# Work to be completed
Turn these lines into a Markdown table with the columns "Row" and "Line," numbering each row and leaving out blank lines; include all of the data.

::: Record extracts :::

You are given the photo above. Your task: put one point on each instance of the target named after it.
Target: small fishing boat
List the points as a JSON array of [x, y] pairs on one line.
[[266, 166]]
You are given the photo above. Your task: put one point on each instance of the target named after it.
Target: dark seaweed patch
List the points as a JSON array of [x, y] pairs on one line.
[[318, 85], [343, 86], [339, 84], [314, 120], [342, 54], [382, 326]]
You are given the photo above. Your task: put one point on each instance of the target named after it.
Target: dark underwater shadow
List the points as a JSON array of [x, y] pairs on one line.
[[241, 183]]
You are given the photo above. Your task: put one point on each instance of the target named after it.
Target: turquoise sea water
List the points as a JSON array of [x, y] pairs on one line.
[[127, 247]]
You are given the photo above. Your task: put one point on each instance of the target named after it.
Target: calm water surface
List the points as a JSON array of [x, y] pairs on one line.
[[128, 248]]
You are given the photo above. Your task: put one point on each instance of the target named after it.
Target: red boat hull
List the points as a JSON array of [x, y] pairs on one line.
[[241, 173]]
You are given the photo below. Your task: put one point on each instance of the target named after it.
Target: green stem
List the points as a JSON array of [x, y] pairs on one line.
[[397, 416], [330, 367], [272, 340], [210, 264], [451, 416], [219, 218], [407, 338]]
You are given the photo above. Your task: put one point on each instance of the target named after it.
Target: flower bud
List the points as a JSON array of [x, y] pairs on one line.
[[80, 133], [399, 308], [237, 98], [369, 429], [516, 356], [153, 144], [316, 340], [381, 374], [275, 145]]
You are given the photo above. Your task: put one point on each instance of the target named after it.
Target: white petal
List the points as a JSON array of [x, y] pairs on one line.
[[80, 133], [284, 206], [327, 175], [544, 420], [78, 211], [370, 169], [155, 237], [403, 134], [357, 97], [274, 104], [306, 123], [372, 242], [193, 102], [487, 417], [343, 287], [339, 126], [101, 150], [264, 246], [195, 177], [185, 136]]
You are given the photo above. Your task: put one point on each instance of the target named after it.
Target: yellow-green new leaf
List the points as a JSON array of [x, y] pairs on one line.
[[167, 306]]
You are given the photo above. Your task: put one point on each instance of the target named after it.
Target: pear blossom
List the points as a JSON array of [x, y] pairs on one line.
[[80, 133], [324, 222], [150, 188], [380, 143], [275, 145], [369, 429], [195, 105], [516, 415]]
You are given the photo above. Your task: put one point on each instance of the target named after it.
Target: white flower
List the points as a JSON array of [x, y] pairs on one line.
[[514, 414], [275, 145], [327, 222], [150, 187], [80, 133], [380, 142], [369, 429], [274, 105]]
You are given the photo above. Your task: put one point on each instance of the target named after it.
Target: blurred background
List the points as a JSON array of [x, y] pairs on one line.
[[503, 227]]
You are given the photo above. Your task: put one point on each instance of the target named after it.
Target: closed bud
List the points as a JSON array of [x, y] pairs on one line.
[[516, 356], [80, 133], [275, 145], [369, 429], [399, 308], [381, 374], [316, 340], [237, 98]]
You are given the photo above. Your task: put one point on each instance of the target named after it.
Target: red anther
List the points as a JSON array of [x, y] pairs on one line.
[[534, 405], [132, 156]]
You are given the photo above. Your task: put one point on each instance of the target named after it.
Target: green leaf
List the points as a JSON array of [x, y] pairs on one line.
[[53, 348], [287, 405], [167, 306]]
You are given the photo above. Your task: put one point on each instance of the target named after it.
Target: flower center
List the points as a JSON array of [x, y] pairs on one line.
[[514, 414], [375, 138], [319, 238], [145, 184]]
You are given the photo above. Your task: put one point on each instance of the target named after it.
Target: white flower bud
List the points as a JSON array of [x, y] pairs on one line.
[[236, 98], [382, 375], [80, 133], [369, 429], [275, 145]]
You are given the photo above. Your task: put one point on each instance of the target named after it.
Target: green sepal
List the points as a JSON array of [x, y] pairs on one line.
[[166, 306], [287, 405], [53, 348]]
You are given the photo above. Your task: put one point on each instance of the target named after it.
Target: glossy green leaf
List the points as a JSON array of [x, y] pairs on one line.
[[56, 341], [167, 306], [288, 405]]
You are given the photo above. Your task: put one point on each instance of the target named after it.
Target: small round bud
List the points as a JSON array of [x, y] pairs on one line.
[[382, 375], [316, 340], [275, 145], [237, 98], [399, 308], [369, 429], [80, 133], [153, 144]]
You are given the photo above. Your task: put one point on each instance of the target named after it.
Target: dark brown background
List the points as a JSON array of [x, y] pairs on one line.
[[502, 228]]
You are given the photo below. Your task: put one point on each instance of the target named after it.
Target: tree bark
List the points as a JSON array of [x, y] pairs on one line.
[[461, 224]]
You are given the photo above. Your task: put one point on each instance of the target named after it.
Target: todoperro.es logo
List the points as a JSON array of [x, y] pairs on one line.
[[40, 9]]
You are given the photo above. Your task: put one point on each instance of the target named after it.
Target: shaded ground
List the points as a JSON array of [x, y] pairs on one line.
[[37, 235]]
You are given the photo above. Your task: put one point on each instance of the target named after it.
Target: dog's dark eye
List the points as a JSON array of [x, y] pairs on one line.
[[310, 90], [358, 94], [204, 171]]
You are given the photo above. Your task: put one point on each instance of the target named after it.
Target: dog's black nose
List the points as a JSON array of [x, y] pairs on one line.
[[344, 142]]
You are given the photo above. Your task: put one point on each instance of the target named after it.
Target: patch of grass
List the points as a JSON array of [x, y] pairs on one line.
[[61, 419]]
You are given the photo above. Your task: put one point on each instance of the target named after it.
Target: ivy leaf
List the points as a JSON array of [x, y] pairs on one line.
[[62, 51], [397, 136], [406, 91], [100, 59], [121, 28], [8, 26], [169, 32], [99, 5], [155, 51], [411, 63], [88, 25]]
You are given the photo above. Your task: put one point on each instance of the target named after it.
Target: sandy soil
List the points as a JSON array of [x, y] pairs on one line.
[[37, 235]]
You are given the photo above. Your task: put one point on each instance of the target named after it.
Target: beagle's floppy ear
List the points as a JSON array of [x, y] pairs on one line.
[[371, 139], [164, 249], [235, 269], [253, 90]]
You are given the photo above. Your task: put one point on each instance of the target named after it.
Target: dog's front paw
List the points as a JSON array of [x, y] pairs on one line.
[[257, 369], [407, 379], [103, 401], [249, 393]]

:::

# The solution
| Row | Line |
|---|---|
| 1 | You are given the photo above. Your task: put one point on each instance of the target named after it. |
| 2 | Target: small fishing boat |
| 3 | List the points as a JSON array of [x, y] pairs on one line. |
| 4 | [[266, 166]] |
| 5 | You are given the photo above. Your task: put one point on each instance of the target named after it. |
| 6 | Target: dark seaweed patch |
| 7 | List the points as a JSON array of [x, y] pairs on one line. |
| 8 | [[318, 85], [343, 86], [339, 84], [314, 120], [342, 54], [382, 326]] |
| 9 | You are given the photo above. Your task: put one point on each instance of the target named after it. |
| 10 | Target: dark underwater shadow |
| 11 | List the points as a JSON array of [x, y] pairs on one line. |
| 12 | [[241, 183]] |
| 13 | You are given the photo above. Your task: put one point on each instance of the target named after it. |
| 14 | Target: turquoise sea water |
| 15 | List the points as a JSON array of [x, y] pairs on one line. |
| 16 | [[127, 247]] |
| 17 | You are given the photo above. Your task: put one point on each instance of the target named after it. |
| 18 | Target: calm water surface |
| 19 | List the points as a JSON array of [x, y] pairs on one line. |
| 20 | [[128, 248]] |
| 21 | You are given the photo above. Your task: put one point on each instance of the target named after it. |
| 22 | Target: red boat hull |
| 23 | List the points as a JSON array of [x, y] pairs on one line. |
| 24 | [[241, 173]] |
| 25 | You are given the photo below. Your task: put one point on each instance of the target named after it. |
| 26 | Target: green stem |
| 27 | List the points as a JSON array of [x, y] pairs on one line. |
| 28 | [[397, 416], [330, 367], [272, 340], [210, 264], [451, 416], [219, 218], [407, 338]] |
| 29 | You are given the photo above. Your task: put one point on each instance of the target named after it. |
| 30 | Target: flower bud |
| 31 | List the points as a JSON array of [x, y] pairs on one line. |
| 32 | [[80, 133], [399, 308], [237, 98], [369, 429], [516, 356], [153, 144], [316, 340], [381, 374], [275, 145]] |
| 33 | You are given the photo above. Your task: put one point on each instance of the target named after it. |
| 34 | Target: white petal |
| 35 | List the points as a JSON array of [x, y] pairs on one line. |
| 36 | [[80, 133], [284, 206], [327, 175], [544, 420], [78, 211], [370, 169], [155, 237], [403, 134], [357, 97], [274, 104], [306, 123], [372, 242], [193, 102], [487, 417], [343, 287], [339, 126], [101, 150], [264, 246], [195, 177], [185, 136]] |
| 37 | You are given the photo above. Your task: put one point on each instance of the target named after it. |
| 38 | Target: yellow-green new leaf |
| 39 | List the points as a JSON array of [x, y] pairs on one line. |
| 40 | [[167, 306]] |
| 41 | You are given the photo above. Your task: put one point on each instance of the target named after it. |
| 42 | Target: pear blossom |
| 43 | List the points as a JSON array of [x, y] pairs on one line. |
| 44 | [[80, 133], [324, 222], [150, 188], [380, 143], [275, 145], [369, 429], [195, 105], [516, 415]] |
| 45 | You are given the photo above. Your task: put one point on each instance of the target named after it. |
| 46 | Target: white flower |
| 47 | List the points as a JSON array of [x, y] pairs on one line. |
| 48 | [[514, 414], [275, 145], [327, 222], [150, 187], [80, 133], [380, 142], [369, 429], [274, 105]] |
| 49 | You are given the photo above. Your task: put one point on each instance of the target named after it. |
| 50 | Target: blurred background |
| 51 | List the points as a JSON array of [x, y] pairs on one line. |
| 52 | [[503, 227]] |
| 53 | You are given the photo above. Your task: put one point on each instance of the target named after it. |
| 54 | Target: closed bud |
| 55 | List the points as a JSON array of [x, y] pairs on one line. |
| 56 | [[516, 356], [80, 133], [275, 145], [369, 429], [399, 308], [381, 374], [316, 340], [237, 98]] |
| 57 | You are given the photo above. Your task: put one point on each instance of the target named after it. |
| 58 | Target: red anther |
| 59 | List the points as a JSON array of [x, y] pairs on one line. |
| 60 | [[534, 405], [132, 156]] |
| 61 | You are given the photo above. Your task: put one point on each instance of the target named after it. |
| 62 | Target: green leaf |
| 63 | List the points as a JSON array of [x, y] pairs on one line. |
| 64 | [[53, 348], [287, 405], [167, 306]] |
| 65 | You are given the photo above. Your task: put one point on each instance of the target named after it. |
| 66 | Target: flower center |
| 67 | List the points as a JSON array of [x, y] pairs on one line. |
| 68 | [[514, 414], [375, 138], [319, 238], [145, 184]] |
| 69 | You are given the photo above. Your task: put one point on each instance of the target named after it. |
| 70 | Target: white flower bud |
| 71 | List the points as a JSON array of [x, y] pairs on one line. |
| 72 | [[236, 98], [382, 375], [80, 133], [369, 429], [275, 145]] |
| 73 | You are given the photo above. Your task: put one point on each instance of the target named after it. |
| 74 | Target: green sepal |
| 75 | List the points as a JSON array of [x, y] pairs on one line. |
| 76 | [[166, 306], [287, 405], [53, 348]] |
| 77 | You are given the photo above. Your task: put one point on each instance of the target named after it. |
| 78 | Target: glossy green leaf |
| 79 | List the points as a JSON array of [x, y] pairs on one line. |
| 80 | [[56, 341], [167, 306], [288, 405]] |
| 81 | You are given the photo above. Your task: put one point on each instance of the target named after it. |
| 82 | Target: small round bud |
| 83 | List the points as a JSON array of [x, y] pairs on one line. |
| 84 | [[382, 375], [316, 340], [275, 145], [237, 98], [399, 308], [369, 429], [80, 133], [153, 144]] |
| 85 | You are given the photo above. Your task: put one point on each instance of the target named after it. |
| 86 | Target: dark brown background |
| 87 | List the points as a JSON array of [x, y] pairs on one line. |
| 88 | [[502, 228]] |
| 89 | You are given the photo below. Your task: put one point on each instance of the target named after it. |
| 90 | Target: tree bark |
| 91 | List the points as a JSON array of [x, y] pairs on one line. |
| 92 | [[461, 224]] |
| 93 | You are given the photo above. Your task: put one point on each instance of the target named after it. |
| 94 | Target: todoperro.es logo |
| 95 | List the points as a JSON array of [x, y] pairs on one line. |
| 96 | [[40, 9]] |
| 97 | You are given the photo above. Your task: put one point on each instance of the target named after it. |
| 98 | Target: shaded ground |
| 99 | List the points as a JSON array of [x, y] pairs on one line. |
| 100 | [[37, 235]] |
| 101 | You are given the photo above. Your task: put one point on each instance of the target named after it. |
| 102 | Target: dog's dark eye |
| 103 | List the points as a JSON array of [x, y] pairs on one line. |
| 104 | [[310, 90], [358, 94], [204, 171]] |
| 105 | You are given the photo above. Your task: put one point on each instance of the target named after it. |
| 106 | Target: dog's black nose |
| 107 | List the points as a JSON array of [x, y] pairs on one line. |
| 108 | [[344, 142]] |
| 109 | You are given the photo above. Your task: put one point on each instance of the target named after it. |
| 110 | Target: patch of grass |
| 111 | List the points as a JSON array of [x, y] pairs on one line. |
| 112 | [[61, 419]] |
| 113 | You are given the photo above. Your task: put one point on each instance of the target named after it. |
| 114 | Target: ivy leaf |
| 115 | List the points as a JSON array of [x, y] pairs on one line. |
| 116 | [[62, 51], [397, 136], [406, 91], [100, 59], [121, 28], [8, 26], [169, 32], [99, 5], [155, 51], [411, 63], [88, 25]] |
| 117 | You are given the photo above. Your task: put one point on each instance of the target named after it. |
| 118 | Target: sandy soil |
| 119 | List the points as a JSON array of [x, y] pairs on one line. |
| 120 | [[37, 235]] |
| 121 | You are given the photo above. Your task: put one point on each instance of the target named after it. |
| 122 | Target: beagle's floppy ear |
| 123 | List the points as a JSON array of [x, y] pairs on one line. |
| 124 | [[371, 139], [164, 249], [235, 269], [253, 90]] |
| 125 | You are given the photo above. Your task: put one point on each instance of the target named after it. |
| 126 | Target: dog's front paw |
| 127 | List the points as a JSON array of [x, y] pairs on one line. |
| 128 | [[257, 369], [407, 379], [103, 401], [249, 393]] |